THE PROBLEM:
Please reproduce, exactly and with nothing added, the line containing "output | one point per instance, like (294,456)" and every line after it to the end of the records.

GIVEN DATA:
▬▬▬▬▬▬

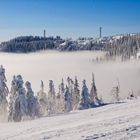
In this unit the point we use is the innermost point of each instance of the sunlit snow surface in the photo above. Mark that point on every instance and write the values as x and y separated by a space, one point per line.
111 122
53 65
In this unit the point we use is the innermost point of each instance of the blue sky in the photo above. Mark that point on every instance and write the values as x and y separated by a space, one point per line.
68 18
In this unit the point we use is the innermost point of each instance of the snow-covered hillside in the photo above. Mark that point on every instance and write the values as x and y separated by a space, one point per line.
119 121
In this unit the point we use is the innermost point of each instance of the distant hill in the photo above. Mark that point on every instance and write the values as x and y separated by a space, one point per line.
120 45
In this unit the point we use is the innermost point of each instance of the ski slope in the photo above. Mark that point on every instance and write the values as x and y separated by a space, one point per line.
119 121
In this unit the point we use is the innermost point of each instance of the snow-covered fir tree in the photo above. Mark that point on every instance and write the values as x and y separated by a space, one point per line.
93 93
85 102
3 92
115 92
60 105
33 105
76 94
71 90
20 105
12 98
43 101
68 100
51 98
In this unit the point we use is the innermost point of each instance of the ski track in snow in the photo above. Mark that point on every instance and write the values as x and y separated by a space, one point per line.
119 121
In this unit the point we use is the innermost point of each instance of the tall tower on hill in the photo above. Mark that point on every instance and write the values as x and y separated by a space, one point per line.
44 33
100 32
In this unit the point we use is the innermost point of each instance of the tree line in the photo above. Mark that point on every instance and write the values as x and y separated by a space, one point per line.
22 103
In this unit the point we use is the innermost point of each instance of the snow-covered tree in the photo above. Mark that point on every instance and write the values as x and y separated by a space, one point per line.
116 92
33 105
12 98
76 94
60 103
42 98
85 102
68 100
51 98
93 94
19 110
3 92
71 90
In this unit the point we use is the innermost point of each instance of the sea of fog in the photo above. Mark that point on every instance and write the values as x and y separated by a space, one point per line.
53 65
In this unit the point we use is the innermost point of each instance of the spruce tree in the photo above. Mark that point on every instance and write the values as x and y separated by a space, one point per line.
85 102
93 94
42 99
3 92
76 94
20 105
68 100
33 106
51 98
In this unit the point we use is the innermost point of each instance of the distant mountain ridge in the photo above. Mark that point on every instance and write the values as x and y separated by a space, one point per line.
125 45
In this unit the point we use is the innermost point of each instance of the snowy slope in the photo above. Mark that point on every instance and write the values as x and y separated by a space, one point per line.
111 122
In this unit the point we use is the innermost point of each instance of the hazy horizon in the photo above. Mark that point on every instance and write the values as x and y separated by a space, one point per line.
69 19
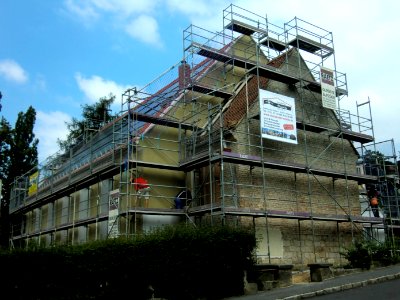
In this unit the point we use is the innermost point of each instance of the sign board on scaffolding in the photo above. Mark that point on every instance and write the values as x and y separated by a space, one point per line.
113 226
33 182
328 89
277 117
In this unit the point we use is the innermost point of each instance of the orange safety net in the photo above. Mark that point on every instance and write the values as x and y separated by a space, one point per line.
140 183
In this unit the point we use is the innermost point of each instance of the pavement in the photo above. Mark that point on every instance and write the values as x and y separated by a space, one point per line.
332 285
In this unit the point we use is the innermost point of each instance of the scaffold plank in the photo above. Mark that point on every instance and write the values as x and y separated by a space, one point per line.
294 167
273 44
208 91
316 87
162 121
244 28
274 74
309 45
263 70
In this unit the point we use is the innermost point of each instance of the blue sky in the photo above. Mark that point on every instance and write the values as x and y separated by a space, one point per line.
59 55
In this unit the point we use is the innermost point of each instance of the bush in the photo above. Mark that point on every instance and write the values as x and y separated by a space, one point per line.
362 253
178 262
359 255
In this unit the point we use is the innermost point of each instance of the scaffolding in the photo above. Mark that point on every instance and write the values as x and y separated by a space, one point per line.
197 128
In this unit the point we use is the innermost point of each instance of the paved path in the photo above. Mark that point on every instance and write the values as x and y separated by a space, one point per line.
337 284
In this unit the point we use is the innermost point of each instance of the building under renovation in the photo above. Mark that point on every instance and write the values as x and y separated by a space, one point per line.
248 129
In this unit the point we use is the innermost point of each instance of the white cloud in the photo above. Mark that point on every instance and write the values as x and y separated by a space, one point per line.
96 87
12 71
144 28
49 127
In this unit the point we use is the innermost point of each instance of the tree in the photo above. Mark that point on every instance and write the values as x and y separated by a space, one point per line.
19 155
94 117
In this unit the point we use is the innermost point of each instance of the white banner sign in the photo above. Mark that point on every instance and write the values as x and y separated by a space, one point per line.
277 117
113 226
328 88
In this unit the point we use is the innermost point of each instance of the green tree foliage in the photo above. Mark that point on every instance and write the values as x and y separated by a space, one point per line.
5 142
18 155
94 116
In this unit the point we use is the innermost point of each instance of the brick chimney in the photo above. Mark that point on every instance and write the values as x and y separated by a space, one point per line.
184 75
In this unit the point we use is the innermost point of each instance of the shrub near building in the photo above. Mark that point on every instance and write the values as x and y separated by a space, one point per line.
171 262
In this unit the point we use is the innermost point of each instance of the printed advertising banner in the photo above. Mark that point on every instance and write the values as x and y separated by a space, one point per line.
113 226
277 117
33 181
328 88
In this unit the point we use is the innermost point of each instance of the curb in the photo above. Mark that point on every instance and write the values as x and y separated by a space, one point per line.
343 287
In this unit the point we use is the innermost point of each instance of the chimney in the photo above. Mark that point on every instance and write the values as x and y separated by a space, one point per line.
184 75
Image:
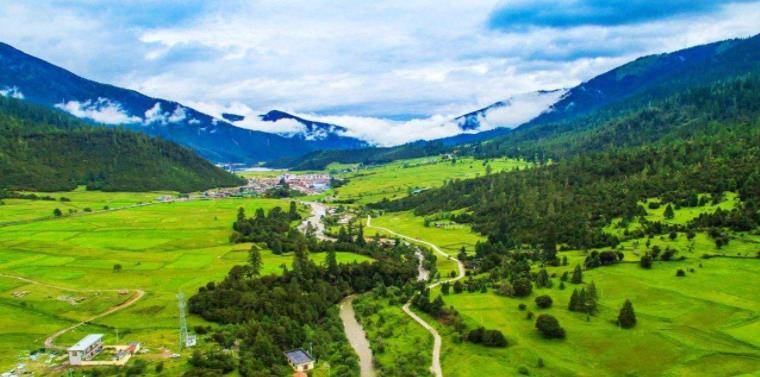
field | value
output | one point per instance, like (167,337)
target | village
(308,184)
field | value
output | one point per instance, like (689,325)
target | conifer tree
(577,275)
(627,317)
(254,258)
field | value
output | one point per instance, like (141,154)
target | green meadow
(449,239)
(162,249)
(400,178)
(704,324)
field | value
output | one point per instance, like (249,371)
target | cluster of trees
(584,300)
(272,228)
(266,315)
(571,200)
(48,150)
(437,309)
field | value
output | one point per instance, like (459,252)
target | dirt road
(49,341)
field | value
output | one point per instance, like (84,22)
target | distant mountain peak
(510,112)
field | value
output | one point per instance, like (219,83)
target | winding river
(356,337)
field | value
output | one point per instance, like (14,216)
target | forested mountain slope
(43,83)
(568,127)
(48,150)
(706,140)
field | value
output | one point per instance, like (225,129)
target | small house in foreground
(299,360)
(85,349)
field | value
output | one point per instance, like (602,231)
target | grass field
(704,324)
(399,345)
(163,249)
(23,210)
(399,178)
(450,240)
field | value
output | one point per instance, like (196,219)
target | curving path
(436,364)
(139,293)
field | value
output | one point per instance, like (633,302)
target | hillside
(25,76)
(47,150)
(623,91)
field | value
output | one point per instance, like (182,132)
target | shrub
(549,327)
(627,317)
(544,301)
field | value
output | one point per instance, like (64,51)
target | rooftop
(86,342)
(298,356)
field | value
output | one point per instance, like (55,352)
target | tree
(544,301)
(627,317)
(445,287)
(574,301)
(254,258)
(360,236)
(522,287)
(543,280)
(293,211)
(592,298)
(577,275)
(549,327)
(458,287)
(646,262)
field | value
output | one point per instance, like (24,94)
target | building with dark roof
(299,360)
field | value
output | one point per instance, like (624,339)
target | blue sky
(363,63)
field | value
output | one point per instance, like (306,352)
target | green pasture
(25,210)
(704,324)
(163,249)
(400,178)
(400,346)
(450,240)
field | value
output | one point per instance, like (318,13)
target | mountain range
(26,77)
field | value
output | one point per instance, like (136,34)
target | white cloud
(101,110)
(156,115)
(12,92)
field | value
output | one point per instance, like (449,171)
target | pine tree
(332,262)
(577,275)
(254,258)
(573,305)
(360,236)
(592,298)
(627,317)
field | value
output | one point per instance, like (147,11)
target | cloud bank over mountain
(399,66)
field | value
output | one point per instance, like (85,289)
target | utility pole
(182,320)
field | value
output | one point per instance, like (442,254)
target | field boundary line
(49,341)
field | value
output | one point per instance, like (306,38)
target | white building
(85,349)
(300,360)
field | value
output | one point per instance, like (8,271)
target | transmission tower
(182,320)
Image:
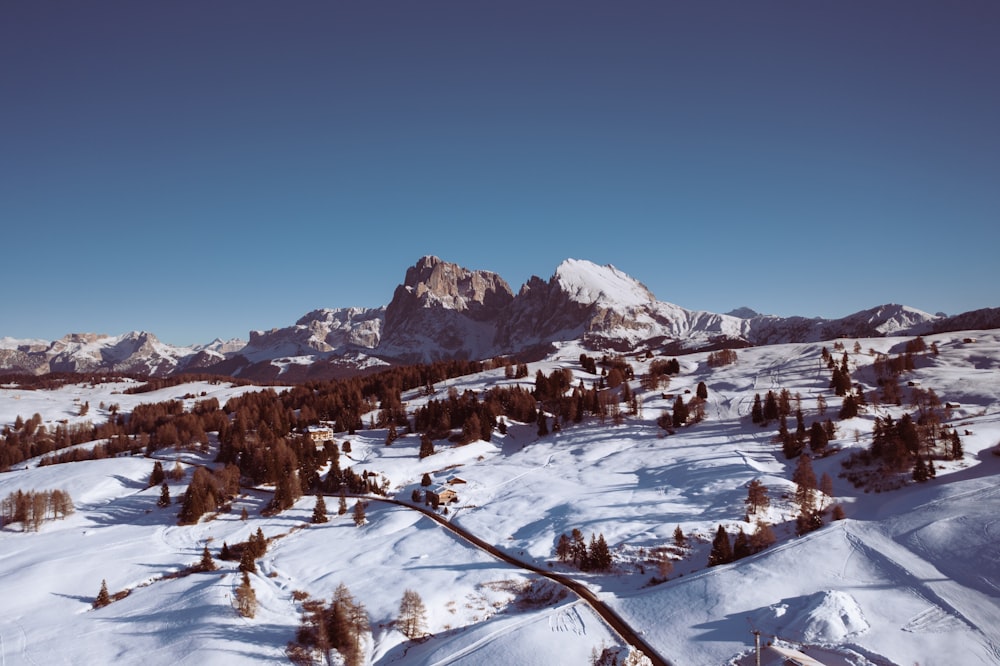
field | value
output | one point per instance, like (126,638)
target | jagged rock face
(444,311)
(132,353)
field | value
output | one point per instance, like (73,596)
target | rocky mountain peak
(433,281)
(586,282)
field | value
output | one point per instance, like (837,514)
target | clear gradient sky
(200,169)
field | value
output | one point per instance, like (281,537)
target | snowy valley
(910,575)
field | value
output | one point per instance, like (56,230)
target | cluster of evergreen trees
(725,550)
(32,508)
(574,550)
(341,625)
(208,491)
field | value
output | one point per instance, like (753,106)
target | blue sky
(201,169)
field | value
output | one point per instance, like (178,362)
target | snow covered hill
(909,576)
(445,311)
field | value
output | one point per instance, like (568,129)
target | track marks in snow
(567,618)
(934,620)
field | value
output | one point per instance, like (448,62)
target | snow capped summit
(586,282)
(445,311)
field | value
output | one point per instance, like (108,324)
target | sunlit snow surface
(912,576)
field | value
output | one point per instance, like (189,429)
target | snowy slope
(910,576)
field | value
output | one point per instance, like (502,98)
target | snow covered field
(910,576)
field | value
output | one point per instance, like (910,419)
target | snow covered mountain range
(445,311)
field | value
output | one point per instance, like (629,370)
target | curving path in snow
(615,621)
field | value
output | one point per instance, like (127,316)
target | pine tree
(849,408)
(158,475)
(817,438)
(757,498)
(741,545)
(956,446)
(805,479)
(103,598)
(599,555)
(770,407)
(757,411)
(722,550)
(681,412)
(319,511)
(543,423)
(247,560)
(206,563)
(246,598)
(359,513)
(426,446)
(164,500)
(564,548)
(762,537)
(412,615)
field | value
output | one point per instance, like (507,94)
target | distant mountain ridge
(443,311)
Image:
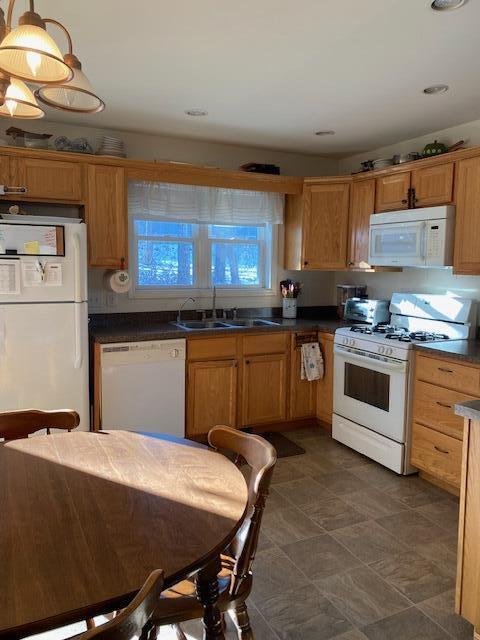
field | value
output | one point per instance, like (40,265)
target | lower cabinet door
(437,454)
(325,385)
(264,389)
(211,395)
(303,394)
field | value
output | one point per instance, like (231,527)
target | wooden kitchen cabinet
(325,386)
(433,185)
(211,395)
(325,231)
(437,433)
(264,389)
(303,394)
(50,180)
(316,226)
(106,216)
(392,192)
(467,601)
(362,205)
(466,258)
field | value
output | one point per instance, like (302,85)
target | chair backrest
(21,424)
(261,457)
(133,621)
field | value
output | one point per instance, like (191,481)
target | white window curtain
(210,205)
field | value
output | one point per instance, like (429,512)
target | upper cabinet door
(392,192)
(51,180)
(433,185)
(362,205)
(106,216)
(325,230)
(467,227)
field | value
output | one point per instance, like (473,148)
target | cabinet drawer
(434,407)
(265,343)
(210,348)
(448,374)
(437,454)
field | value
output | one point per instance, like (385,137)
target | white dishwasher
(143,386)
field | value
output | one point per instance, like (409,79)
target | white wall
(141,146)
(382,285)
(317,286)
(470,132)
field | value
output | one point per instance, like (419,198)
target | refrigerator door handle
(77,268)
(78,357)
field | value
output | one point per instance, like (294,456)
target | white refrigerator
(43,316)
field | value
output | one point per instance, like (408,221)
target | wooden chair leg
(241,620)
(179,633)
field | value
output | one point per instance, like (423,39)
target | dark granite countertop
(470,409)
(464,350)
(152,328)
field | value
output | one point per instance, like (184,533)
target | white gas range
(373,373)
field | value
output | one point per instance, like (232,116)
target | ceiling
(271,72)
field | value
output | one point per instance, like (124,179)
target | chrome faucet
(179,315)
(214,303)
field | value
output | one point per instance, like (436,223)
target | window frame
(202,246)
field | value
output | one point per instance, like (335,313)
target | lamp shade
(20,102)
(29,53)
(77,95)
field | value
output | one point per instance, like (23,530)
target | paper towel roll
(118,281)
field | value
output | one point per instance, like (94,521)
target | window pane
(165,264)
(235,264)
(226,232)
(165,229)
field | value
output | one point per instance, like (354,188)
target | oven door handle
(379,364)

▬▬▬▬▬▬

ANSWER SPACE:
output | one point per instance, like (294,456)
target | white refrigerator
(43,316)
field | value
output | one point per instance, like (408,221)
target | wooden chair leg
(241,620)
(179,633)
field | value
output | one point per instance, like (423,39)
target | dark granite countertop
(470,409)
(464,350)
(152,328)
field | value
output | one point per instance, like (184,533)
target | white gas range
(373,373)
field | value
output | one point per instance, like (232,116)
target | ceiling
(271,72)
field | value
output | one point per instance, like (124,179)
target | chrome faucet
(179,315)
(214,303)
field | value
output | one point per instance, like (436,223)
target | window frame
(202,246)
field | value
output | one point per instance, like (335,313)
target | lamp shade
(20,102)
(29,53)
(77,95)
field | value
output | one point per instance, like (23,530)
target | paper towel roll
(118,281)
field | value
output | one point per instance, like (94,521)
target | window pane
(165,264)
(235,264)
(226,232)
(165,229)
field | value
output | one point per instance, like (354,188)
target | oven door handle
(379,364)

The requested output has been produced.